Meet Patient, Laurie H.

November 19, 2021
Meet Patient, Laurie H.

What was your cancer diagnosis and how was it discovered? 

I have non-Hodgkins lymphoma in my neck. Over Labor Day weekend, 2021, my neck started hurting and I thought I pulled a muscle. By Sunday night, it was so swollen, I couldn't turn my head. I went to Urgent Care and they immediately sent me to the ER. After 11 hours of waiting for a room, two CT scans, and lots of blood tests, I found out what I had.

What is the biggest piece of advice you have for newly diagnosed patients or supporters of newly diagnosed patients?

Try not to panic. Tell only people you trust. DON'T go down the rabbit hole of "what-if's"; it will cause stress. Have that good cry and get the grief out of your system first, then pull up your big-girl panties (or boy-panties) and head into battle.

What is the most important thing you have learned from your cancer experience?

The most important thing I learned is to practice self-love. Go easy on yourself, keep a journal of how you are feeling emotionally and physically. Don't use Dr. Google. Just don't. It will only confuse you. On the other hand, do your research about your condition on trusted websites. Your type of cancer may or may not be common, but YOU are not common.

Everyone reacts differently to medications and the personalities of their care team. Find a doctor you can talk to and relate to. So important to be your own advocate, even if you have a spouse or significant other like I do. Only I know what I am feeling and experiencing and, even though my husband is supportive, it's my body and my illness. So, speak up and don't be shy with your medical team. Every question for which you don't know the answer is important and should be asked.

I have become incredibly picky about whom I choose to spend my time with. I am estranged from one of my daughters, sister, brother, father, and my mother passed from Covid in December. I learned that blood relatives are not always the best support system. Their reaction to my diagnosis was one of telling me it was karma, doing its job. Long story. Most important for me is working with a spiritual healer. I learned there is definitely a mind-body connection to dis-ease. We work weekly to get to the root cause of my lymphoma. It has made a huge difference in the speed of my healing, not only physically, but emotionally.

What was the most difficult aspect of organizing care / community?

▶ _WHAT IS BEING ASKED_:
Output the passage of the Laurie H. patient profile between "November 19, 2021" and "what I had.", inclusive, copied word for word.

▶ _DATA FOR REVIEW_:
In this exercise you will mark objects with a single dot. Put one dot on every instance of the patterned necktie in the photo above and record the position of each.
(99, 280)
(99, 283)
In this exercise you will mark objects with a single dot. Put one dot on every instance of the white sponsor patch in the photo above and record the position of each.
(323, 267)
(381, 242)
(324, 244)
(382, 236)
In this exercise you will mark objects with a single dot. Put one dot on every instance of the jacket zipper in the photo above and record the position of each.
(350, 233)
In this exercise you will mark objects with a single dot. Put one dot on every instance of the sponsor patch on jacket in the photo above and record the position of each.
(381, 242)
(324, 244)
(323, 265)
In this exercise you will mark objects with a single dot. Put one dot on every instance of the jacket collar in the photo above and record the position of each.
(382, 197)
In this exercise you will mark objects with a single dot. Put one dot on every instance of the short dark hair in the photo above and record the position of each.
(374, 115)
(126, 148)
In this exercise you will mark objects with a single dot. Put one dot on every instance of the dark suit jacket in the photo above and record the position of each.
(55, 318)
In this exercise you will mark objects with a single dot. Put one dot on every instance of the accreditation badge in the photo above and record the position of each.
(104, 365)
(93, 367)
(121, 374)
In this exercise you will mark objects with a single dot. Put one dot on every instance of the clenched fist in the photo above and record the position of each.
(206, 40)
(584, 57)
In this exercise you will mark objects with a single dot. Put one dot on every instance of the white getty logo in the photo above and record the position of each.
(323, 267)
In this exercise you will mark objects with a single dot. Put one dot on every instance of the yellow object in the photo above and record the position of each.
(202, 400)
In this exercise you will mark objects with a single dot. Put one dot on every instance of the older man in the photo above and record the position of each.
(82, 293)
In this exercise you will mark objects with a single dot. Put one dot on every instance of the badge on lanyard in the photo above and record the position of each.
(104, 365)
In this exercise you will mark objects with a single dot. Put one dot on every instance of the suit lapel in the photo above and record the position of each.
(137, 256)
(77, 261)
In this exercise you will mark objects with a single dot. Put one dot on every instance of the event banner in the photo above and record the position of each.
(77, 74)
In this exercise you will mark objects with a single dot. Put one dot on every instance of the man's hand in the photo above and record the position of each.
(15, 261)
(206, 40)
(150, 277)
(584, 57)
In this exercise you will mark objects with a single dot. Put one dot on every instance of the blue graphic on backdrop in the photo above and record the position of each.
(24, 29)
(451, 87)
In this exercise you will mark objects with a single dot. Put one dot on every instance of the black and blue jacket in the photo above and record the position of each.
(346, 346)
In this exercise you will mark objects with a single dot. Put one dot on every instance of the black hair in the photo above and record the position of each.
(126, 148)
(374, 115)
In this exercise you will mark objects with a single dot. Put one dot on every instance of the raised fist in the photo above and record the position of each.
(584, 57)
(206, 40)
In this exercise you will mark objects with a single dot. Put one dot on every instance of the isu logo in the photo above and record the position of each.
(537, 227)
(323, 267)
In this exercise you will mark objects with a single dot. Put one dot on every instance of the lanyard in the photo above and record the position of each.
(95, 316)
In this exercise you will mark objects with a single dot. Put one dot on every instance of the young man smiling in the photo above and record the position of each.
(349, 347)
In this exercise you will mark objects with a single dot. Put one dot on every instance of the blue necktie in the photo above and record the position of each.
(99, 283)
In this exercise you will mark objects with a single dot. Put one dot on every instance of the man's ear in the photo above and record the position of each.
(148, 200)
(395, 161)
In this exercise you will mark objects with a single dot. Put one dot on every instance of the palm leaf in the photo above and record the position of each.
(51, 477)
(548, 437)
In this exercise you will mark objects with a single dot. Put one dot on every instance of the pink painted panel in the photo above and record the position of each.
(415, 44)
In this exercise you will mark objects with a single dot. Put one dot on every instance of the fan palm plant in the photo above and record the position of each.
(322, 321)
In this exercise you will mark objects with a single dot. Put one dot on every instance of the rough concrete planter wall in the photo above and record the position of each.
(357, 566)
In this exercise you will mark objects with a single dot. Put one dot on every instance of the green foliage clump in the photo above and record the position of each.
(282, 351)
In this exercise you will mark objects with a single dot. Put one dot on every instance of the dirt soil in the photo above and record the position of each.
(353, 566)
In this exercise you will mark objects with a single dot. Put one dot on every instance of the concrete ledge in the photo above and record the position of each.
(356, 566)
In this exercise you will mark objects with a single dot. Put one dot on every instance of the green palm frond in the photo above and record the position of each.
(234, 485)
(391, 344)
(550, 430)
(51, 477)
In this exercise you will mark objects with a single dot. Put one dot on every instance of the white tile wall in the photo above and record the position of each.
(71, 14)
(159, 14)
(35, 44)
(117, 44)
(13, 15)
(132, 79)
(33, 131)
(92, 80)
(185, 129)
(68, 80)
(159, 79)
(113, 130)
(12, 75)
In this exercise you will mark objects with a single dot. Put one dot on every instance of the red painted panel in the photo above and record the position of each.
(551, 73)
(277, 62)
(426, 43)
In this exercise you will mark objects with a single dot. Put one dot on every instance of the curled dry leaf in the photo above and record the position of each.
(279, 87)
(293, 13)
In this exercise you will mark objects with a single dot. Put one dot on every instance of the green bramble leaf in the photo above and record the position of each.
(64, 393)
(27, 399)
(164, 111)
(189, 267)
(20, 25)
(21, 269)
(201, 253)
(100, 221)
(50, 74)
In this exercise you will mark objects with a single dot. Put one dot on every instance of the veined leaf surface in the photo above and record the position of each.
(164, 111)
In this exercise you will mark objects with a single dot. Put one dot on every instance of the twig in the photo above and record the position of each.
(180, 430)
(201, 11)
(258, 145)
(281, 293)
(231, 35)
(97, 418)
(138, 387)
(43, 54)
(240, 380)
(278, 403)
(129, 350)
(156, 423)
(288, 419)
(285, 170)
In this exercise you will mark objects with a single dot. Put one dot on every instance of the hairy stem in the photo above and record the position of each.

▶ _EXERCISE RESULT_:
November 19, 2021
Meet Patient, Laurie H.

What was your cancer diagnosis and how was it discovered? 

I have non-Hodgkins lymphoma in my neck. Over Labor Day weekend, 2021, my neck started hurting and I thought I pulled a muscle. By Sunday night, it was so swollen, I couldn't turn my head. I went to Urgent Care and they immediately sent me to the ER. After 11 hours of waiting for a room, two CT scans, and lots of blood tests, I found out what I had.